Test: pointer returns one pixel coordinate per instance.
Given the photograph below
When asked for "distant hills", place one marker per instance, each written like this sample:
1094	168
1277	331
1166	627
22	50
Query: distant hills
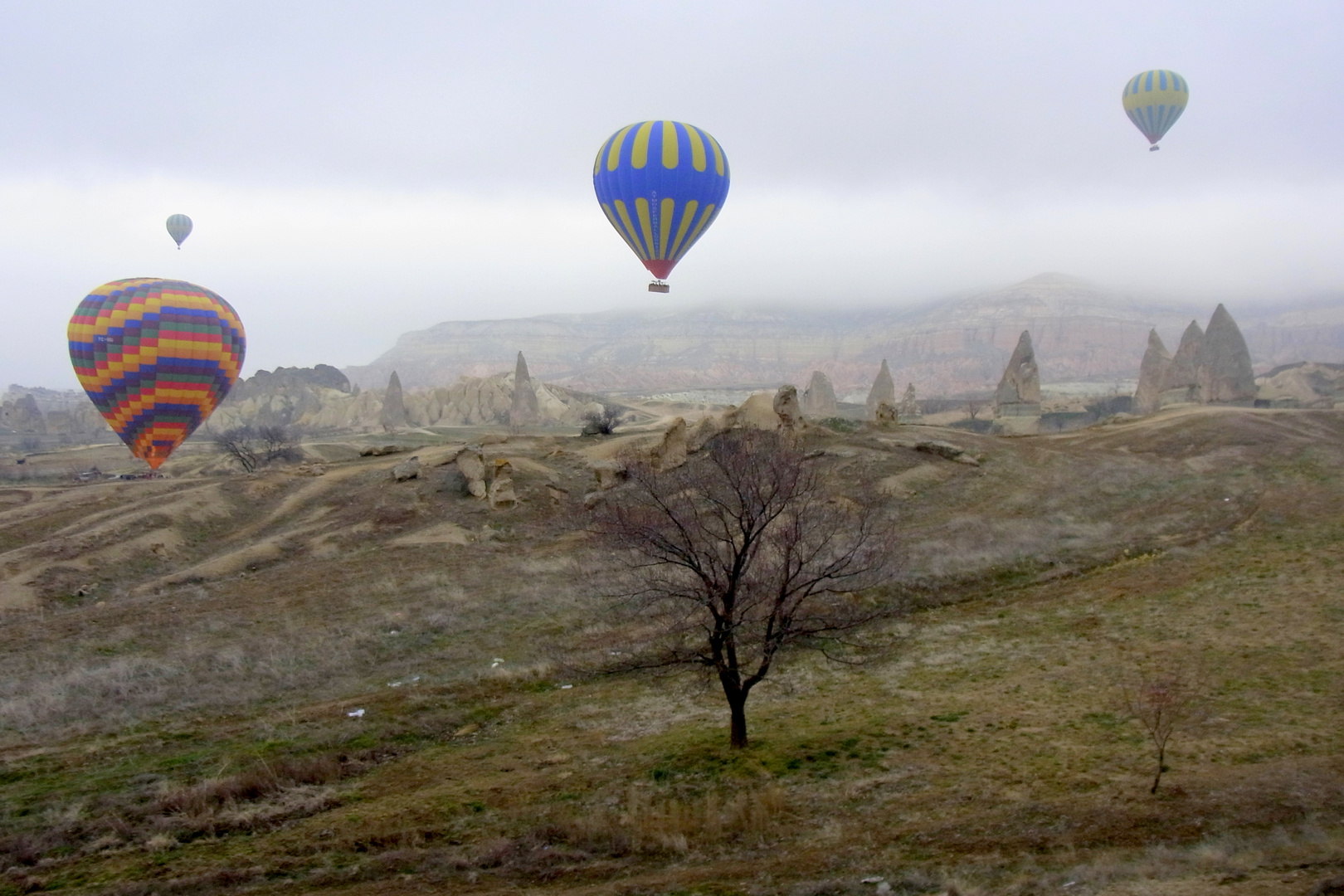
1081	332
__________________________________________________
• 目標: 上のすべての行について、「distant hills」を「rolling hills」に変えて、ほかは一切そのままで書き直してもらえますか？画像は答えに含めないでください。

• 正解:
Test: pointer returns one pixel coordinate per instance.
Given the photograph below
When asked for "rolling hills", place one marker per instance, each written like this sample:
1094	168
1277	331
1166	627
22	50
Query: rolling hills
1081	332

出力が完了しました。